Feb 3, 2023 - Technology

Exclusive: OSTP official Alondra Nelson to step down

Alondra Nelson speaks at a podium at an event in Delaware with President Biden

Alondra Nelson, OSTP Deputy Director for Science and Society, speaks during an announcement January 16, 2021 at the Queen theater in Wilmington, Delaware. (Photo by Alex Wong/Getty Images)

Alondra Nelson, who served as the first woman of color to lead the White House Office of Science and Technology Policy earlier in the Biden administration, is set to step down from her current post as a deputy director at OSTP on February 10, she told Axios exclusively in an interview.

Driving the news: Nelson is leaving the White House after two years to return to the Institute for Advanced Study in Princeton, N.J.

  • Nelson led the OSTP Science and Society team, which had been newly created under Biden, and led all of OSTP for eight months after Eric Lander resigned last February.

What they're saying: "We have landed some really big planes over these two years, and we're in really good shape," she said. "It's a good moment to step away with some work launched that's on the way to becoming implemented, and leave that work for others to do."
※
[What this task involves] Decide whether each statement agrees with the Alondra Nelson article, answering yes or no and quoting the words that settle it: (a) Nelson will leave her deputy director post on February 10. (b) Nelson is leaving the White House for an institution in New York. (c) Nelson headed all of OSTP for eight months after Eric Lander resigned. The lines after this point come from a different source than the Alondra Nelson article.

[Information shown]
※
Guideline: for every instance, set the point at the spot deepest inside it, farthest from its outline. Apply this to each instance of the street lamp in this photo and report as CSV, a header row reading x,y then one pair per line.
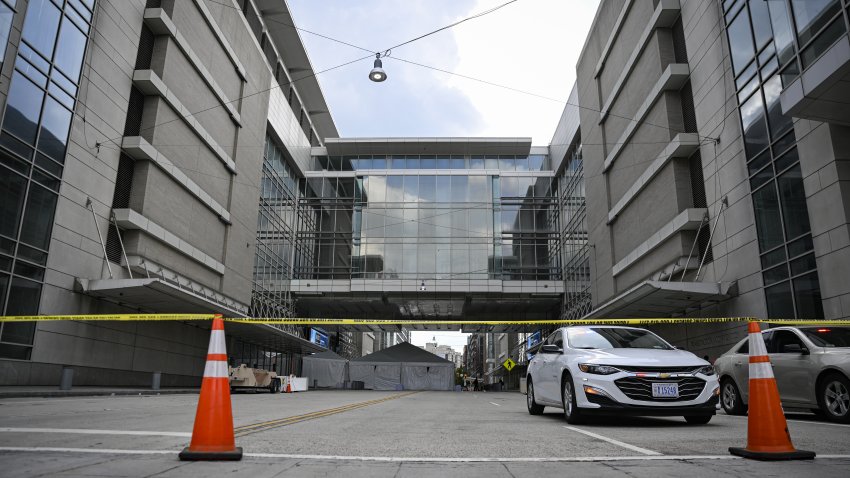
※
[Complete response]
(a) Yes: "is set to step down from her current post as a deputy director at OSTP on February 10"
(b) No: "to return to the Institute for Advanced Study in Princeton, N.J."
(c) Yes: "led all of OSTP for eight months after Eric Lander resigned last February"